>> start

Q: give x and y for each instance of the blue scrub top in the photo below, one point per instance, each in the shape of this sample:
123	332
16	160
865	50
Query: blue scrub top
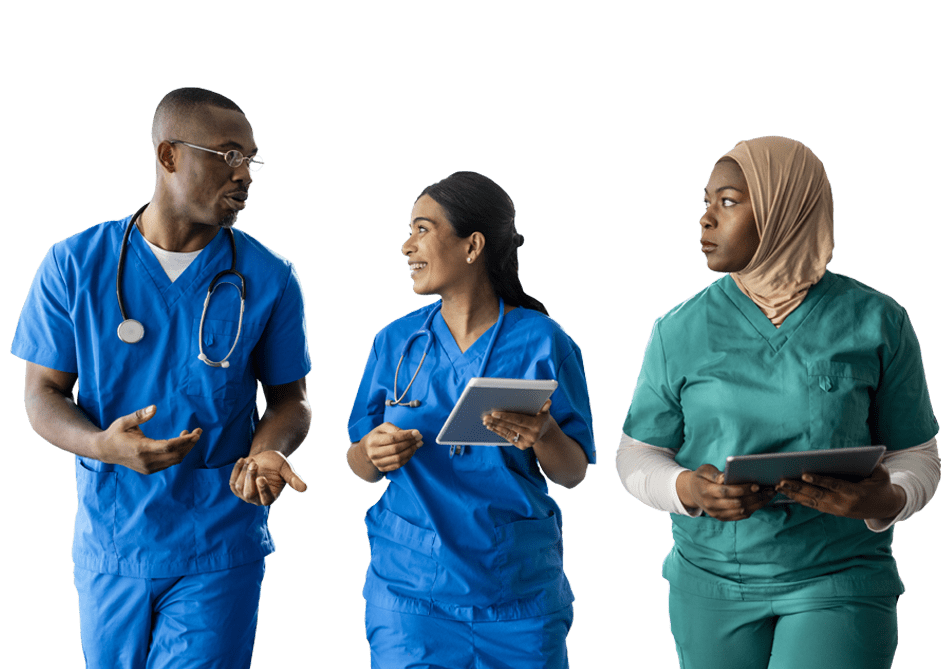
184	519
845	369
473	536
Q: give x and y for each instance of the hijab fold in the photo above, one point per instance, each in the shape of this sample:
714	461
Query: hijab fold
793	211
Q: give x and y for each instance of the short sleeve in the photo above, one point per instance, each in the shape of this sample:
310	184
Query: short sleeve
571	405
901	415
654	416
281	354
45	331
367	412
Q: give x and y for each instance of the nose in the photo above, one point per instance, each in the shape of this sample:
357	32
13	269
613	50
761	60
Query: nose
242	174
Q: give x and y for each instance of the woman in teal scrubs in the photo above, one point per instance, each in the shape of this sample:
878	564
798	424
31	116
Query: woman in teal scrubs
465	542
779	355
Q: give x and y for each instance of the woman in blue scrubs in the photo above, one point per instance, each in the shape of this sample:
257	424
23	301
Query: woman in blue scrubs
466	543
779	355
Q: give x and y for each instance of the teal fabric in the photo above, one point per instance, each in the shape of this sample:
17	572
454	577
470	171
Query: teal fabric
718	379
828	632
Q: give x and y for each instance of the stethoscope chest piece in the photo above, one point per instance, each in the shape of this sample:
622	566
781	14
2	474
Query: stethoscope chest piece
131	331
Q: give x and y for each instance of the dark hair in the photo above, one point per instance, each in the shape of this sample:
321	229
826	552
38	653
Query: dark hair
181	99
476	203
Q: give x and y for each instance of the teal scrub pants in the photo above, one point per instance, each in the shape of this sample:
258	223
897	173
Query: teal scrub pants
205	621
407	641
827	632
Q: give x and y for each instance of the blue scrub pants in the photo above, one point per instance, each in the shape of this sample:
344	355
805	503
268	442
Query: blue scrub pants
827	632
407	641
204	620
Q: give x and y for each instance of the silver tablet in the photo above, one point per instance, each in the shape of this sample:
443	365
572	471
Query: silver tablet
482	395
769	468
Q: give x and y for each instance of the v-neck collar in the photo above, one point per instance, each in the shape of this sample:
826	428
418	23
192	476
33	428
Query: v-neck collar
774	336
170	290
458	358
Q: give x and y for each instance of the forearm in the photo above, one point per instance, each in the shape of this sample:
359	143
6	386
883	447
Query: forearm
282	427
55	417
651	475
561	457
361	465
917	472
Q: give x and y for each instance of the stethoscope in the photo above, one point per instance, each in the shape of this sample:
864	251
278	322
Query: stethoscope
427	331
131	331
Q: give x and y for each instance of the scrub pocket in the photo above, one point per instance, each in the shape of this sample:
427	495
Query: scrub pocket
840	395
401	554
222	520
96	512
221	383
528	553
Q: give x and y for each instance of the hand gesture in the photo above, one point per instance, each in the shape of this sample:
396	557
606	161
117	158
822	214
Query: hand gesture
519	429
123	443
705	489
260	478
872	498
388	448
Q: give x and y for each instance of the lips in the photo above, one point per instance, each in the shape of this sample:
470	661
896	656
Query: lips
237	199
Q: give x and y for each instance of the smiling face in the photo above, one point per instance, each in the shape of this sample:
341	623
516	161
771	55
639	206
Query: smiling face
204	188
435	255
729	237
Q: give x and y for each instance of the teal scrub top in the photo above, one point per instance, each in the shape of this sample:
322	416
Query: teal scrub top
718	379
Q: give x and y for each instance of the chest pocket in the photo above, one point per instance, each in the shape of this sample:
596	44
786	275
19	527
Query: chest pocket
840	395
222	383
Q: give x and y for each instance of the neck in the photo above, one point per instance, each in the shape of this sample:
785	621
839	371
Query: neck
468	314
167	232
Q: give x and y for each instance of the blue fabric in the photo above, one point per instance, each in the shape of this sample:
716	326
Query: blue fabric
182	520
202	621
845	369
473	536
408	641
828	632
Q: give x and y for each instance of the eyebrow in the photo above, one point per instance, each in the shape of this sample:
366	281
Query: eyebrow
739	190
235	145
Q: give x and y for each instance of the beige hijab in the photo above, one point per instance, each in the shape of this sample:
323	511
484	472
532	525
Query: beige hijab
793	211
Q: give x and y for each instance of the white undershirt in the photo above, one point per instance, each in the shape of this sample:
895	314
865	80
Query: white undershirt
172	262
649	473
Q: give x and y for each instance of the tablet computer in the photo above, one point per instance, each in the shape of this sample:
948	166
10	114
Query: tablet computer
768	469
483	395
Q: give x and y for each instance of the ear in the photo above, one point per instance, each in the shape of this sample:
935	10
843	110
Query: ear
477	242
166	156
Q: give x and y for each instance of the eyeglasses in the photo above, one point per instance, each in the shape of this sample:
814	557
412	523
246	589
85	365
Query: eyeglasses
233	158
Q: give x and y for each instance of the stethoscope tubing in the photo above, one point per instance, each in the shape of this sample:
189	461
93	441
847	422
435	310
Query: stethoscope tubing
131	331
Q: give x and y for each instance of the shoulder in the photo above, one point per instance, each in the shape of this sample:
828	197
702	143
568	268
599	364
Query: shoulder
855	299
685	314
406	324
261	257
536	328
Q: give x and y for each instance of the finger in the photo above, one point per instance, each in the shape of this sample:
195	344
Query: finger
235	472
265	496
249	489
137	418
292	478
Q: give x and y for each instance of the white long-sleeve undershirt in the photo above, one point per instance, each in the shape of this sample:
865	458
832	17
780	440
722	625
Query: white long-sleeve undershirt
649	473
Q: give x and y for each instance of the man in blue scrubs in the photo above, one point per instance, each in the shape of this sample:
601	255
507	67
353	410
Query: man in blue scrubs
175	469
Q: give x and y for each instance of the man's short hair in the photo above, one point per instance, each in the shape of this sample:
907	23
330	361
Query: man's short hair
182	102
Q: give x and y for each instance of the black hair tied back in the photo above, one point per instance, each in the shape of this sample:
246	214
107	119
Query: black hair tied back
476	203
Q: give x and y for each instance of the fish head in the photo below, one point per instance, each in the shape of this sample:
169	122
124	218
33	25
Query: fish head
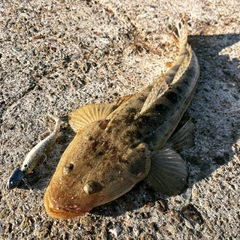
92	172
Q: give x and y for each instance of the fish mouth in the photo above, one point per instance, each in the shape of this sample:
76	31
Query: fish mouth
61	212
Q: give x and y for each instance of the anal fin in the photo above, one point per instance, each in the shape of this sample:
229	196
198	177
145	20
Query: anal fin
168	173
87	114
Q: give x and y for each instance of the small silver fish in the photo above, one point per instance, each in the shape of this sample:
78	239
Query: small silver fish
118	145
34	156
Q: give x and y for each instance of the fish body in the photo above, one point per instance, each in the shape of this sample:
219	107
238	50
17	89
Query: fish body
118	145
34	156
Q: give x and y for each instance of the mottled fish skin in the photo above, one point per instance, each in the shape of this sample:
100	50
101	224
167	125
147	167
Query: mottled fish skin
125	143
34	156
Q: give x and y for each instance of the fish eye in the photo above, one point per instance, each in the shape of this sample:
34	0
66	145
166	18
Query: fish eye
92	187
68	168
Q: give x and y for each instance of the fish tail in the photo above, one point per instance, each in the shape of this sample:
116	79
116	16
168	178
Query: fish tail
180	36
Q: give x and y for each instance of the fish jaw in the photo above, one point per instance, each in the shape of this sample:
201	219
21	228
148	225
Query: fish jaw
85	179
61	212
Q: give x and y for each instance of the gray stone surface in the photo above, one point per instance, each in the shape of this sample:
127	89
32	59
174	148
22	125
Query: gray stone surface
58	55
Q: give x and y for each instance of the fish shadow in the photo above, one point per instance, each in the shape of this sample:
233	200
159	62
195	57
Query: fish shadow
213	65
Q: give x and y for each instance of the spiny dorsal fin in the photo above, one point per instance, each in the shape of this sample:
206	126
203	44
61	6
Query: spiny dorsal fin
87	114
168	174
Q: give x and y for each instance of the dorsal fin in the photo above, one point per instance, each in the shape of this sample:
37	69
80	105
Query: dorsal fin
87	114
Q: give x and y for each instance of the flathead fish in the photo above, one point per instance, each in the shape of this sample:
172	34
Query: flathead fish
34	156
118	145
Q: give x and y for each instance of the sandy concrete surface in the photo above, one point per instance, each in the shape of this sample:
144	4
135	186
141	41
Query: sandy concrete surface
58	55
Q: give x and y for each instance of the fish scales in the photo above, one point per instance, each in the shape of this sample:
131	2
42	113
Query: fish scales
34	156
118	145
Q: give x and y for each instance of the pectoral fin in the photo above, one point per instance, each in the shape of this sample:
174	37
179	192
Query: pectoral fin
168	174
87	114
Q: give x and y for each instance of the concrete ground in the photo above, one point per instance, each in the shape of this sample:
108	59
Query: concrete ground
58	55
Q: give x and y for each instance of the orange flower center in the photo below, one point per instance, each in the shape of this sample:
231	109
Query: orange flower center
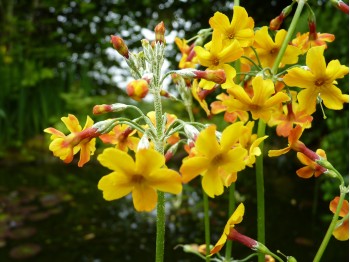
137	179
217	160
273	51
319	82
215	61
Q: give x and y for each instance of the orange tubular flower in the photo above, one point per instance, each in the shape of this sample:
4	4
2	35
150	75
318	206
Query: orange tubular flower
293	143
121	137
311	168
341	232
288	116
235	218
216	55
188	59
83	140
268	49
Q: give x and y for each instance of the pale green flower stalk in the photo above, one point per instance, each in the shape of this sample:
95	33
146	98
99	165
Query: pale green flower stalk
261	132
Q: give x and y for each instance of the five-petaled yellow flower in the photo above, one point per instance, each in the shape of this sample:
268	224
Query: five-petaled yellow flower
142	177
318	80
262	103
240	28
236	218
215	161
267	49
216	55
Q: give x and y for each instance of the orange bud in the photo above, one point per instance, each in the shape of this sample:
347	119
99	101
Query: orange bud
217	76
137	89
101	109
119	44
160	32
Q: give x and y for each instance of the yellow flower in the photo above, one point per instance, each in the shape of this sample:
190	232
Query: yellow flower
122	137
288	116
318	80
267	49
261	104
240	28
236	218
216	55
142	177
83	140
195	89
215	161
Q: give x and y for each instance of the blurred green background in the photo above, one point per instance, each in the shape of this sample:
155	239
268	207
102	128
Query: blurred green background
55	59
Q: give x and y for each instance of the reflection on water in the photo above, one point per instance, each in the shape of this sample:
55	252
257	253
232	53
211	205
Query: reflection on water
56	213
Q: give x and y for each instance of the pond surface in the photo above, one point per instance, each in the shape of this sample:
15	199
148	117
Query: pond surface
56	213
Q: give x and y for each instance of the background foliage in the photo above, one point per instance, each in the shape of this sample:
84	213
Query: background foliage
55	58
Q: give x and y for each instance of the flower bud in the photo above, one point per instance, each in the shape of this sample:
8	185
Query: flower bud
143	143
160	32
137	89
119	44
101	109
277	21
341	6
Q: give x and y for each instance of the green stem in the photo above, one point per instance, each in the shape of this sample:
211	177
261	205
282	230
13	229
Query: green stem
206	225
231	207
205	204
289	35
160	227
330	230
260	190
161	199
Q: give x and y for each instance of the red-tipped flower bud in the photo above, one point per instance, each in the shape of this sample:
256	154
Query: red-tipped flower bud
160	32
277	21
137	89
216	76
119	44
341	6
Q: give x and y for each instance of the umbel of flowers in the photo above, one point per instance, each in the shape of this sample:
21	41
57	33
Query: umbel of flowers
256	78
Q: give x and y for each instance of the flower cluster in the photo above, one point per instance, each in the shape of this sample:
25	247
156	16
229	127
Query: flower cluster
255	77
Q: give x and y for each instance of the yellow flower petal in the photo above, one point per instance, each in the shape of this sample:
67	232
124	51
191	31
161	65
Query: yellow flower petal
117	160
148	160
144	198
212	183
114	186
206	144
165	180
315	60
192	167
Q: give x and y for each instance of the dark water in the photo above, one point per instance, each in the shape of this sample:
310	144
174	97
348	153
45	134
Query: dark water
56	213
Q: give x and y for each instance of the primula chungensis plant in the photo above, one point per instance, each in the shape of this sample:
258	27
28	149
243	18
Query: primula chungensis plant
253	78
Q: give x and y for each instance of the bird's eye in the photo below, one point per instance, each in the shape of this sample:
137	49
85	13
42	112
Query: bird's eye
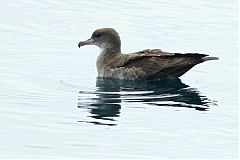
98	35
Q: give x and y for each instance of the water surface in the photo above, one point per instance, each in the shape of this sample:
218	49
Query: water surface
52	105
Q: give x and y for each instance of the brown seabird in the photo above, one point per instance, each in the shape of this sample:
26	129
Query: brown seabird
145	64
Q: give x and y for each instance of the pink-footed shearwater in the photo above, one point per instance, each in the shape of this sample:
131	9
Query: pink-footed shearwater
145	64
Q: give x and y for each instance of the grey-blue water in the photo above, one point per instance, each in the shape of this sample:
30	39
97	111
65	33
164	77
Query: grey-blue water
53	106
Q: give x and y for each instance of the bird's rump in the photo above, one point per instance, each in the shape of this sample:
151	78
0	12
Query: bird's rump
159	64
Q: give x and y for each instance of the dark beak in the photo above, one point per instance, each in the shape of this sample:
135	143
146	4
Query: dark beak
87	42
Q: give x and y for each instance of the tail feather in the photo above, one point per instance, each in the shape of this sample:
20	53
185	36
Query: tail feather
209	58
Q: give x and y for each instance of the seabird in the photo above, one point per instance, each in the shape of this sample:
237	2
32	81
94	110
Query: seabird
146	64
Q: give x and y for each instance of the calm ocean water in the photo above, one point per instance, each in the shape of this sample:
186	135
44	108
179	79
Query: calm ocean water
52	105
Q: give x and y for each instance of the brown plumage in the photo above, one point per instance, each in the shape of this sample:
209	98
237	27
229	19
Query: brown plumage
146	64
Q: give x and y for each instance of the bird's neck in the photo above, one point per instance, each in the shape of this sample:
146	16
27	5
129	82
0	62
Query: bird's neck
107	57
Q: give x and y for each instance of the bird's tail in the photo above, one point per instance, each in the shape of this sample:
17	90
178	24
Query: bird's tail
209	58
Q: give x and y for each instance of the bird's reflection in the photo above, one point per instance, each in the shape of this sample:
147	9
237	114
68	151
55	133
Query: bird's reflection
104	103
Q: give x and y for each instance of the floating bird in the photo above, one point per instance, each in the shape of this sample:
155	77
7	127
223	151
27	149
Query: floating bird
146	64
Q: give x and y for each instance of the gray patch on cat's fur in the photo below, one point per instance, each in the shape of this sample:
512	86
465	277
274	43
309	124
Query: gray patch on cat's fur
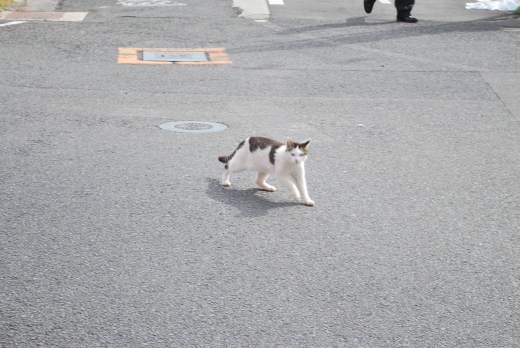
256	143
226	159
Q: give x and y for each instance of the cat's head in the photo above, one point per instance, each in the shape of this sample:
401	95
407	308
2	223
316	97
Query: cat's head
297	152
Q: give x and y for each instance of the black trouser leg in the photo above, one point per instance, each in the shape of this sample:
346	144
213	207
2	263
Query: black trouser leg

>> end

#### SET TASK
No pictures belong in the copy; quote exactly the lines from the line containing "Q: give x and y for each instance of the floating" through the final line of the material, both ends included.

#### WRITTEN REPLY
Q: give x and y for each instance of the floating bird in the photo above, one point per instance, each in the shape of this sample:
155	77
7	127
223	151
27	149
Query: floating bird
146	64
Q: give x and y for each instance of the gray patch on cat's fur in the photo below, one point per instance, each in the shape of this sample:
512	86
465	277
274	43
309	124
Query: gray patch on cat's fur
256	143
226	159
Q: give x and y for each instance of the cat's head in the photo above, one point per instance, each in the shape of this sample:
401	95
407	308
2	223
316	97
Query: cat's head
297	152
Q: give x and y for each instance of the black trouser leg in the photo above, one point per instance, each in the shape of this sample:
346	144
213	207
2	263
Query: black trouser leg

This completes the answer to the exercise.